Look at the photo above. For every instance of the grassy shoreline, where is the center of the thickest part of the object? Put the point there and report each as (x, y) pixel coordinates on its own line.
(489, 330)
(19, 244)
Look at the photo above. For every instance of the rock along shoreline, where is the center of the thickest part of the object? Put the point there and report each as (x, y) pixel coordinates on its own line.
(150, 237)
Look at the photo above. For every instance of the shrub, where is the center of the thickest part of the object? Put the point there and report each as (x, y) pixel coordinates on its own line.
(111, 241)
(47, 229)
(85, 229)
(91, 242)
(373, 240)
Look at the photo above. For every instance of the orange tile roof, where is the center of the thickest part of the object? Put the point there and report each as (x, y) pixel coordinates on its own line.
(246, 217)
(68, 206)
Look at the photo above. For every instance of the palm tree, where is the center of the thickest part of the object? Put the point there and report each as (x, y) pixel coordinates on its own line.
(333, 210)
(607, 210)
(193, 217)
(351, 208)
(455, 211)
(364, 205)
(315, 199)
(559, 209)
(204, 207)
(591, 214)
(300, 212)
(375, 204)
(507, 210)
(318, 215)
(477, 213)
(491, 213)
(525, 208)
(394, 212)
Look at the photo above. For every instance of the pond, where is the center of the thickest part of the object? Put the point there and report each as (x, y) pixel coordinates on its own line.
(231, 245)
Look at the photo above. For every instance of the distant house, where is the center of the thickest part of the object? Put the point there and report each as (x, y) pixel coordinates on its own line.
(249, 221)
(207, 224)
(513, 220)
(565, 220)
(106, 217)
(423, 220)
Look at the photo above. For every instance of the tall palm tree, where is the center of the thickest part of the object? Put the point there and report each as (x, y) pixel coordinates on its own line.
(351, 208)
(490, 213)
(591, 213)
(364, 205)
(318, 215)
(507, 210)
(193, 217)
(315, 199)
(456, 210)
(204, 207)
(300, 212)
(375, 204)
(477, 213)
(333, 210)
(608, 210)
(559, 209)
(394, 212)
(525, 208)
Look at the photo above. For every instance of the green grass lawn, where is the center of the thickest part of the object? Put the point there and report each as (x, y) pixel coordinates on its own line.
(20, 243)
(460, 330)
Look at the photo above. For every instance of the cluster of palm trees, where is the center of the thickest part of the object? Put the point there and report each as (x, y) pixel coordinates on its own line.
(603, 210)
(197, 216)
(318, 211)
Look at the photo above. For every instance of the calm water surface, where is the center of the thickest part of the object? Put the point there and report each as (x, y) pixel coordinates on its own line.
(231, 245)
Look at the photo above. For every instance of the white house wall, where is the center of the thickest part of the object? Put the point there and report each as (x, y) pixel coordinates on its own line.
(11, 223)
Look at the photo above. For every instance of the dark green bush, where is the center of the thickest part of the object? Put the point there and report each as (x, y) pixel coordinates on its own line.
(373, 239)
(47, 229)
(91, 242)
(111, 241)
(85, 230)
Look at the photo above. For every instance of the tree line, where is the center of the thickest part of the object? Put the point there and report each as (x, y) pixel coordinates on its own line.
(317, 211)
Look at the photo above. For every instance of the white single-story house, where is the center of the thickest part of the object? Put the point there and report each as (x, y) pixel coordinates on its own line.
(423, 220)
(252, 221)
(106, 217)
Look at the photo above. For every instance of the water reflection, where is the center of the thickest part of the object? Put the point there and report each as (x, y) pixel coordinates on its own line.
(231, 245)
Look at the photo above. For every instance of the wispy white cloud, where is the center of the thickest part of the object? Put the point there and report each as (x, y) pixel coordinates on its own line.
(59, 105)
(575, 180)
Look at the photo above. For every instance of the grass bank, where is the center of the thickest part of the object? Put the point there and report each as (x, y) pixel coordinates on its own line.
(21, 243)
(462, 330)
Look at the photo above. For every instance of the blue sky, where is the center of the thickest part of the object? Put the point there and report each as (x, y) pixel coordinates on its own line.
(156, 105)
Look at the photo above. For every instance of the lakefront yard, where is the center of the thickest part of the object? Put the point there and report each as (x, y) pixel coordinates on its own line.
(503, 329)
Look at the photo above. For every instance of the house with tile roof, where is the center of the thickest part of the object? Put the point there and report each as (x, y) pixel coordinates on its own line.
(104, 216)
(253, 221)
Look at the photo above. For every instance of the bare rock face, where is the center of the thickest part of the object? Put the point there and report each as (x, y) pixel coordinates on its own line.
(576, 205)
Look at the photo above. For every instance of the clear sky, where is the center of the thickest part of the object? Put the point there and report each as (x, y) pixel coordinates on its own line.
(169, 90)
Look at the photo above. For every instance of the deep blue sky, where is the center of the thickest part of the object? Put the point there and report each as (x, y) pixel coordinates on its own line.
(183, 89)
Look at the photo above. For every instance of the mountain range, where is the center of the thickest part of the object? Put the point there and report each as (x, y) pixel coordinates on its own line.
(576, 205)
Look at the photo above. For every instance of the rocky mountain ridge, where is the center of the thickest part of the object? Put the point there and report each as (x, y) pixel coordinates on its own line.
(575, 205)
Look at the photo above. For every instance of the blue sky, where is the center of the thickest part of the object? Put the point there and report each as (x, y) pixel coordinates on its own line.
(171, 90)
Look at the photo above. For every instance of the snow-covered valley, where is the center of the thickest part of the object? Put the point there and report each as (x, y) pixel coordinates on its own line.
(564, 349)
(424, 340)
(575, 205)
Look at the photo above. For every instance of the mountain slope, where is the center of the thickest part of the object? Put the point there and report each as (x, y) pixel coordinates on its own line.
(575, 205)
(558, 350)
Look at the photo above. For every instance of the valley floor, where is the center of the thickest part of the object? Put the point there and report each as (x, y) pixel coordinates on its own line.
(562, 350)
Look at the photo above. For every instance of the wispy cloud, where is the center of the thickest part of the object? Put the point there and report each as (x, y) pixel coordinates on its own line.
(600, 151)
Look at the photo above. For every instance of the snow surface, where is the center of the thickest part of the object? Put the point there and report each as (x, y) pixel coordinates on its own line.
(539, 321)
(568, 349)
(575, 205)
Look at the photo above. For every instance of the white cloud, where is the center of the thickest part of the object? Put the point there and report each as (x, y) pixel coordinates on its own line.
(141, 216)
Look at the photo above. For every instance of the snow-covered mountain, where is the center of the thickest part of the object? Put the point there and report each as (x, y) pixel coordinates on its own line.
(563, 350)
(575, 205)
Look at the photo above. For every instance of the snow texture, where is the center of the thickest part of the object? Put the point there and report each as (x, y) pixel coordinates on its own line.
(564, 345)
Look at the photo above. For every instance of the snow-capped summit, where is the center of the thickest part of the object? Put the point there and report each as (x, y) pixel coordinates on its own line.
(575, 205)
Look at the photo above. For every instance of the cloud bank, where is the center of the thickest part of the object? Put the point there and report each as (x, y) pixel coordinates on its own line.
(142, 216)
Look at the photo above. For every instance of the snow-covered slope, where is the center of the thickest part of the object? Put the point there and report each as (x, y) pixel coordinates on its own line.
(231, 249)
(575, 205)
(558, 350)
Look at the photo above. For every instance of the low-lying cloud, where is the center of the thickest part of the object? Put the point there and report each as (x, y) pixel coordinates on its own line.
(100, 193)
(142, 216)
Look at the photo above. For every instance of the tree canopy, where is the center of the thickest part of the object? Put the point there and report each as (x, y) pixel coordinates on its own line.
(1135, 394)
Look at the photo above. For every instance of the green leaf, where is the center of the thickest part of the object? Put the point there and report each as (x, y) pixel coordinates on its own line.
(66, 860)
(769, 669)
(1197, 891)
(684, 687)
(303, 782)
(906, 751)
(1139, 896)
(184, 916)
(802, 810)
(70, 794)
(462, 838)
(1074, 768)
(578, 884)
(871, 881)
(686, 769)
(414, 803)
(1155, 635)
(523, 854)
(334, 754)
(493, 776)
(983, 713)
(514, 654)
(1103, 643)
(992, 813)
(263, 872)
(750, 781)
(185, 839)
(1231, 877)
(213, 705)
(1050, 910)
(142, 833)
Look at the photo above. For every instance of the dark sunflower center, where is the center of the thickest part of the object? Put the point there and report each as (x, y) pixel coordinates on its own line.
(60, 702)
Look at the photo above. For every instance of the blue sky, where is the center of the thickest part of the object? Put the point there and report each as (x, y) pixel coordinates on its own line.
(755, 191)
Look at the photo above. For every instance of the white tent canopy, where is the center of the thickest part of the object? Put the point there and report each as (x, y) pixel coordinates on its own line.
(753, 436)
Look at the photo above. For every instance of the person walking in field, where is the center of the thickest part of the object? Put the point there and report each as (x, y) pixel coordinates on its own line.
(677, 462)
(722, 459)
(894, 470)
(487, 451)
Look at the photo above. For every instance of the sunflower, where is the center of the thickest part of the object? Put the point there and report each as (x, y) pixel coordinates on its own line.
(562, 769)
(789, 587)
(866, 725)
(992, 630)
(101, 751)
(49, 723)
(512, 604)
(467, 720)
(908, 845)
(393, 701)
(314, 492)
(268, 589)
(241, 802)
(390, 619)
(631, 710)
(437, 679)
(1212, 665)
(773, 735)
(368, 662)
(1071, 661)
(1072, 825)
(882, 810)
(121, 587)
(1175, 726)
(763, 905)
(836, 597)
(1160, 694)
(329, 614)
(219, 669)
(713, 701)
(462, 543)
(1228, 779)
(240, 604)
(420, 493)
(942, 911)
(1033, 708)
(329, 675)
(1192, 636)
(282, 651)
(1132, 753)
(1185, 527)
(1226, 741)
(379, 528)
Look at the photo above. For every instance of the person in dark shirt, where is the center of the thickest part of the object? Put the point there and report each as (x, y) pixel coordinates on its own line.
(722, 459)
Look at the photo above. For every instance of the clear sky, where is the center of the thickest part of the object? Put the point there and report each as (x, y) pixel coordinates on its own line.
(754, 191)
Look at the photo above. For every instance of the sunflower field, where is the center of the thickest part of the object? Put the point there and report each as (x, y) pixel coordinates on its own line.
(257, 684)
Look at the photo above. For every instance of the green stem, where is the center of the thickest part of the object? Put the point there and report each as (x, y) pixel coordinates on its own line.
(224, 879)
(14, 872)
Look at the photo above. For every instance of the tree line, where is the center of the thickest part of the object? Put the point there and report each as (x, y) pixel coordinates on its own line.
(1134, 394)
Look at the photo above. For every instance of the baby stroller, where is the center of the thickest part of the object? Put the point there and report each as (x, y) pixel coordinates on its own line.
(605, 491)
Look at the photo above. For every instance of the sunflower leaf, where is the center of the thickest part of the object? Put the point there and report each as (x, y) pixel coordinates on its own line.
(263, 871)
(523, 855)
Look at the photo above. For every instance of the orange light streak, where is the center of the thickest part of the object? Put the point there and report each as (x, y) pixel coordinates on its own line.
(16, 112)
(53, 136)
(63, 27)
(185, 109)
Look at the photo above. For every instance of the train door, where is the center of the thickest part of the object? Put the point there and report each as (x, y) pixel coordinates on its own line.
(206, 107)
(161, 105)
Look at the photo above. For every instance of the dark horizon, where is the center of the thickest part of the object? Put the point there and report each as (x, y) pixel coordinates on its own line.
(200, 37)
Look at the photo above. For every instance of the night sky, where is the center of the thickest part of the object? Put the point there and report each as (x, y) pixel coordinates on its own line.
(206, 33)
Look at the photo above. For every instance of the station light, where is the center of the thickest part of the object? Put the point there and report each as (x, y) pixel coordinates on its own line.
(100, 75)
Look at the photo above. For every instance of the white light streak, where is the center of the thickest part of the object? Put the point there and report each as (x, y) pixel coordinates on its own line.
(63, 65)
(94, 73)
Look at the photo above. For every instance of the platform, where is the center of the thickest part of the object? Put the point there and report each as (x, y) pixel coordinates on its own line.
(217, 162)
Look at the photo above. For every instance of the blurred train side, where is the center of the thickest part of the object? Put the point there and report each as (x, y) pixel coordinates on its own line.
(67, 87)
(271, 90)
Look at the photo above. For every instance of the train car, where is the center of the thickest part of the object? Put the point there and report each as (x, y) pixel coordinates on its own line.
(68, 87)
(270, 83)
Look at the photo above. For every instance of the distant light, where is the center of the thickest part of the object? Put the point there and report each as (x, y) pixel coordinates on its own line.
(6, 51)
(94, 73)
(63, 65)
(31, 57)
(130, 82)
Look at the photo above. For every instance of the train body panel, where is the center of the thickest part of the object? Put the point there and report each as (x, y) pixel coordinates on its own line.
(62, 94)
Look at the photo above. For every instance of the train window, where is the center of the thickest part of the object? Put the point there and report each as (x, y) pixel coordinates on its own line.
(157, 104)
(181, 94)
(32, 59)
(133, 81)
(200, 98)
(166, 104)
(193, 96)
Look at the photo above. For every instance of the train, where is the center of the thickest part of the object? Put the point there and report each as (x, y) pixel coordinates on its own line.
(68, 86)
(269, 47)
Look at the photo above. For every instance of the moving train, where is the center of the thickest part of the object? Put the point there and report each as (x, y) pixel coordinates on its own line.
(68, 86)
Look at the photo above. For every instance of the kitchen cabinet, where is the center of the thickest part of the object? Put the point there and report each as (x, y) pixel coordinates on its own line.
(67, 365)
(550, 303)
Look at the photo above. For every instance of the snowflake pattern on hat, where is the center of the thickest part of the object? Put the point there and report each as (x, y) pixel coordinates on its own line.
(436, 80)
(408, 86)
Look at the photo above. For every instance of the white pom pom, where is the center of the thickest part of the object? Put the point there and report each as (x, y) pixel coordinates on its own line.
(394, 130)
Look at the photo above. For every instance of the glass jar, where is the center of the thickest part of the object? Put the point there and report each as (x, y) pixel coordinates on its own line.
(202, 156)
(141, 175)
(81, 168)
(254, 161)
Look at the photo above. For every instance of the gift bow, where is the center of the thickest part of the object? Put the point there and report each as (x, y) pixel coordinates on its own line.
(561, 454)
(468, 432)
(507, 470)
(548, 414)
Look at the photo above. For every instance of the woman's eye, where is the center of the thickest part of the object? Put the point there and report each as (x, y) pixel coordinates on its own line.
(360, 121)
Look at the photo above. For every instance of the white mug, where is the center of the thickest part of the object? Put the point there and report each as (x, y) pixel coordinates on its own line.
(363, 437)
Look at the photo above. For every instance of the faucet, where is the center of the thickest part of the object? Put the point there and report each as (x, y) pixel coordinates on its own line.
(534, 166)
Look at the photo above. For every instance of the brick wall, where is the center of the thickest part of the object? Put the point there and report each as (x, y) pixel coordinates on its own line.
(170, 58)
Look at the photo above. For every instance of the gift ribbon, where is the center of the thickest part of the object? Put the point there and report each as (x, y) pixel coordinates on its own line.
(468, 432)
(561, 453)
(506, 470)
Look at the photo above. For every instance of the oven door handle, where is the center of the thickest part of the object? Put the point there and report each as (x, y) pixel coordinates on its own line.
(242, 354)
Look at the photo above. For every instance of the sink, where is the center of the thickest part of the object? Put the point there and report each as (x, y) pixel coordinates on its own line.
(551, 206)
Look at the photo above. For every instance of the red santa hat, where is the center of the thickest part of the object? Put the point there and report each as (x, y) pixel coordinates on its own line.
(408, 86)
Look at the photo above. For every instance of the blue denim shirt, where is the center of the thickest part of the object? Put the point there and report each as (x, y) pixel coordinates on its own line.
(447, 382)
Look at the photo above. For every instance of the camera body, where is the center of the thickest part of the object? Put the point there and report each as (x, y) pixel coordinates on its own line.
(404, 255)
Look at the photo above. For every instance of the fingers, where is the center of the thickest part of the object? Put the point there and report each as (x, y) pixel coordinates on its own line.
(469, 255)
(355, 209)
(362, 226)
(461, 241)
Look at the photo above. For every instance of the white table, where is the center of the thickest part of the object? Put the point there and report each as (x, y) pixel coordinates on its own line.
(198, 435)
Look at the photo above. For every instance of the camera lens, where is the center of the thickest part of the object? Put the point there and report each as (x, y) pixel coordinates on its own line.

^^^^

◆ DO THIS
Update everything from the line containing "snow-covered slope, where" down to the line containing "(1135, 394)" by replacing "pixel coordinates" with "image coordinates" and leaving all else unchanged.

◆ RESULT
Look at the photo above. For every instance of the snow-covered slope, where is the center of the thickest part of the object? Put the point there and report each as (x, y) image coordinates on its own line.
(231, 249)
(575, 205)
(558, 350)
Look at the photo above. For every instance of the low-lying cloud, where is the center of the thickest part of the object? Put the point there and report each as (x, y) image coordinates on its own line.
(100, 193)
(142, 216)
Look at the photo above. For every instance of the tree canopy, where is the center of the thickest part of the object? Put the point there and report each as (x, y) image coordinates on its own line.
(1135, 394)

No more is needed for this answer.